任务要求
请把数据中从包含“Target: soldier in camouflage uniform”的那一行开始、到数据末尾结束的部分改写为 Markdown 表格，首尾两行都包括在内，其余部分不做处理。表格设“序号”和“内容”两列，每一行文字占一行并配一个序号，空行不计入。
>>>>>
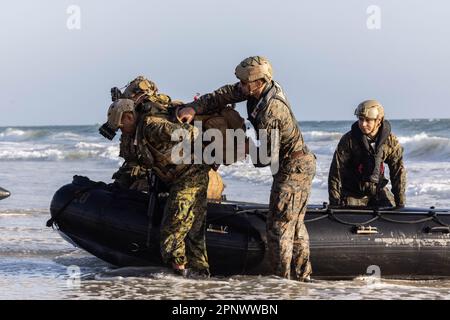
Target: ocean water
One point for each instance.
(35, 262)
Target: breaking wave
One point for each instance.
(424, 147)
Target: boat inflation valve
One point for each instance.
(365, 230)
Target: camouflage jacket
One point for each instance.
(271, 112)
(155, 145)
(358, 170)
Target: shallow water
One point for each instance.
(36, 263)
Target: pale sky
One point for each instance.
(322, 53)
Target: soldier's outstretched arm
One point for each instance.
(216, 100)
(397, 173)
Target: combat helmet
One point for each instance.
(254, 68)
(370, 109)
(139, 89)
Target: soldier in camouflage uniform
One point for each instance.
(132, 174)
(356, 175)
(268, 109)
(182, 237)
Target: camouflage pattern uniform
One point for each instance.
(354, 178)
(183, 225)
(287, 237)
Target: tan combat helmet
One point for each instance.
(254, 68)
(139, 88)
(370, 109)
(116, 111)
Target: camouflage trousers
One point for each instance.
(287, 237)
(385, 199)
(184, 221)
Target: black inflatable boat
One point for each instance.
(410, 243)
(4, 193)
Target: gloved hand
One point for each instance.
(186, 114)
<<<<<
完整输出
| 序号 | 内容 |
|---|---|
| 1 | Target: soldier in camouflage uniform |
| 2 | One point for each instance. |
| 3 | (132, 174) |
| 4 | (356, 175) |
| 5 | (268, 109) |
| 6 | (182, 237) |
| 7 | Target: camouflage pattern uniform |
| 8 | One point for each instance. |
| 9 | (354, 178) |
| 10 | (183, 225) |
| 11 | (287, 237) |
| 12 | Target: tan combat helmet |
| 13 | One point for each instance. |
| 14 | (254, 68) |
| 15 | (139, 88) |
| 16 | (370, 109) |
| 17 | (116, 111) |
| 18 | Target: camouflage trousers |
| 19 | One point for each instance. |
| 20 | (287, 237) |
| 21 | (385, 199) |
| 22 | (184, 221) |
| 23 | Target: black inflatable boat |
| 24 | One point for each instance. |
| 25 | (410, 243) |
| 26 | (4, 193) |
| 27 | Target: gloved hand |
| 28 | One point for each instance. |
| 29 | (186, 114) |